◆ **About this task**
Print the entries once more, unchanged.

◆ **Records excerpted from a collection**
:::

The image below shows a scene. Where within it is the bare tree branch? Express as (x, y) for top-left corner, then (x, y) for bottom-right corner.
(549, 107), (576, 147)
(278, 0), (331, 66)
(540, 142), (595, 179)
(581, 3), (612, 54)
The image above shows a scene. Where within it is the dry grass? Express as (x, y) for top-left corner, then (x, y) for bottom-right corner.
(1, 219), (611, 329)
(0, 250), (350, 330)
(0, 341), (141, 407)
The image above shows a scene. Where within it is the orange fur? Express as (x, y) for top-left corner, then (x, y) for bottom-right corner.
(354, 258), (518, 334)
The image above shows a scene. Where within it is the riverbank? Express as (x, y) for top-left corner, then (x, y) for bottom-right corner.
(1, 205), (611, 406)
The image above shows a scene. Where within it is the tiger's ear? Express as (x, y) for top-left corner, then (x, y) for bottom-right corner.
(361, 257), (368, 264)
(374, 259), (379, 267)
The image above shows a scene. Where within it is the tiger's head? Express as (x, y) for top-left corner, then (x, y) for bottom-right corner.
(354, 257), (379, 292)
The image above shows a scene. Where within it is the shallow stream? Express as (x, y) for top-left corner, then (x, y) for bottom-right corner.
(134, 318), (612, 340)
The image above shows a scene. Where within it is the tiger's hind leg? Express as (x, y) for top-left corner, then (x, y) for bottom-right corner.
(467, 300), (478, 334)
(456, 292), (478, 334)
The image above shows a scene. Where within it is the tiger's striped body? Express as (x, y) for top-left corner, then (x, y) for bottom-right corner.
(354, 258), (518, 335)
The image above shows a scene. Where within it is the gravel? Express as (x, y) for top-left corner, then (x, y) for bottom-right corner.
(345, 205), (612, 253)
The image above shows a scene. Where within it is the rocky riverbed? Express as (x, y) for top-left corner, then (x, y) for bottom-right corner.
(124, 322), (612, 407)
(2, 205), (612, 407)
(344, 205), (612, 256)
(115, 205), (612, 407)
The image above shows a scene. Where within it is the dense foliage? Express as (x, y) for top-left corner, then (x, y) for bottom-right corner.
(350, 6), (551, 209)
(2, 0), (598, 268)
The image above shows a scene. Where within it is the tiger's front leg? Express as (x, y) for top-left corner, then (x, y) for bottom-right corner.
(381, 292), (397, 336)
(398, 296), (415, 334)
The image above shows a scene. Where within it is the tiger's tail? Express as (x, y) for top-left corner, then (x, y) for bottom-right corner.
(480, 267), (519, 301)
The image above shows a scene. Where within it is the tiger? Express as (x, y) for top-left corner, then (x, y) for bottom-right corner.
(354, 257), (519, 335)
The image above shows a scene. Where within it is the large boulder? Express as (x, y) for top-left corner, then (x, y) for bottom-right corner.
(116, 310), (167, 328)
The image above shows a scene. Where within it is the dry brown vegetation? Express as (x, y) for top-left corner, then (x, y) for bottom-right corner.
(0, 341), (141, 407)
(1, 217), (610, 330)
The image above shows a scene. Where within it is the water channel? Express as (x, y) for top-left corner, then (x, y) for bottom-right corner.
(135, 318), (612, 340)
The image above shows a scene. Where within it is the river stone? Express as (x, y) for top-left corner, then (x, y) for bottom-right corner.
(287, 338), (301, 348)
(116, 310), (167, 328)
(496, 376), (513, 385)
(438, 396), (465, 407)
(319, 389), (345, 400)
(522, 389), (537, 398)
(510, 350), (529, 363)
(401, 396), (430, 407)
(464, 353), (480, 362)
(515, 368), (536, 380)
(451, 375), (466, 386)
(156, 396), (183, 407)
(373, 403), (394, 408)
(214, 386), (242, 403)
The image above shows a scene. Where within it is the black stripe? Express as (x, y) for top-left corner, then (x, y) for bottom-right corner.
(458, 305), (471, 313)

:::

◆ **Task result**
The image below shows a scene. Where within it is the bare tree branch? Express as (x, y) for top-left corner, then (x, y) for bottom-right corner.
(549, 107), (576, 147)
(278, 0), (331, 66)
(540, 142), (595, 179)
(581, 3), (612, 54)
The image above shows a scene. Where within it is the dry grass? Express as (x, y) for top-left corner, then (x, y) for bottom-right corner.
(1, 219), (611, 329)
(0, 250), (350, 330)
(0, 341), (141, 407)
The image above shows a scene. Where within it is the orange fur? Express as (x, y) for top-left corner, then (x, y) for bottom-right corner.
(354, 258), (518, 334)
The image above shows a scene. Where within it is the riverbank? Express as (x, y) for top-left corner, then (x, y) for bottom-right corner.
(1, 205), (611, 406)
The image above shows a scene. Where within it is the tiger's ear? Express as (x, y) for top-left corner, then (x, y) for bottom-right corner.
(361, 257), (368, 264)
(374, 259), (379, 267)
The image above shows a scene. Where within it is the tiger's head? Express as (x, y) for top-left corner, then (x, y) for bottom-right corner.
(354, 257), (379, 292)
The image above shows a scene. Where within it is the shallow stream? Express as (x, y) for top-left corner, then (x, y) for bottom-right corner.
(134, 318), (612, 340)
The image above shows a scene. Where within it is the tiger's hind leg? Express as (x, y) for top-left corner, then (x, y) for bottom-right corner.
(467, 300), (478, 334)
(456, 292), (478, 334)
The image above shows a scene. Where within it is the tiger's striped body? Express as (x, y) for top-left corner, then (x, y) for bottom-right corner.
(354, 258), (518, 335)
The image above shows a scene. Where within it is the gravel? Express as (x, y) for top-left corner, then (x, y) for bottom-right corner.
(345, 205), (612, 253)
The image above shows a scene. Where within it is the rocky riverbed? Express as (x, y) for top-left corner, then (x, y) for bottom-right corner.
(124, 322), (612, 407)
(2, 205), (612, 407)
(344, 205), (612, 256)
(115, 205), (612, 407)
The image above shows a scene. Where within it is the dense foliage? Express as (x, y) for top-left corner, then (x, y) for bottom-right corner.
(350, 6), (551, 209)
(2, 0), (598, 268)
The image above shows a scene. Where within it is the tiger's front leg? Express as (x, y) for top-left corner, then (x, y) for bottom-right corner.
(381, 292), (397, 336)
(398, 296), (415, 334)
The image above shows a scene. Where within it is the tiger's tail? Express as (x, y) for top-left corner, then (x, y) for bottom-right corner.
(480, 267), (519, 301)
The image above shows a scene. Where within it is the tiger? Express as (x, y) for top-left corner, then (x, y) for bottom-right corner.
(354, 257), (519, 335)
The image above shows a scene. Where within it is the large boulder? Express as (x, y) for top-left corner, then (x, y) for bottom-right corner.
(116, 310), (167, 328)
The image above shows a scene. Where within it is the dry brown vegetation? Express as (x, y) for top-left corner, then (x, y) for bottom-right corner.
(0, 341), (141, 407)
(1, 217), (610, 330)
The image above shows a scene. Where within it is the water channel? Express as (x, y) for top-left corner, then (x, y) for bottom-right corner.
(135, 318), (612, 340)
The image above shows a scene. Where within it is the river stone? Express as (x, y) for top-left corner, then (x, y) for bottom-right corner.
(287, 338), (301, 348)
(116, 310), (167, 328)
(496, 376), (513, 385)
(438, 396), (465, 407)
(319, 389), (345, 400)
(522, 389), (537, 398)
(510, 350), (529, 363)
(401, 396), (430, 407)
(464, 353), (480, 362)
(515, 368), (536, 380)
(451, 375), (466, 386)
(156, 396), (183, 407)
(373, 403), (394, 408)
(214, 386), (242, 403)
The image above shows a scene. Where within it is the black stripe? Express as (x, y) for top-left corner, then (x, y) for bottom-right corner.
(458, 305), (471, 313)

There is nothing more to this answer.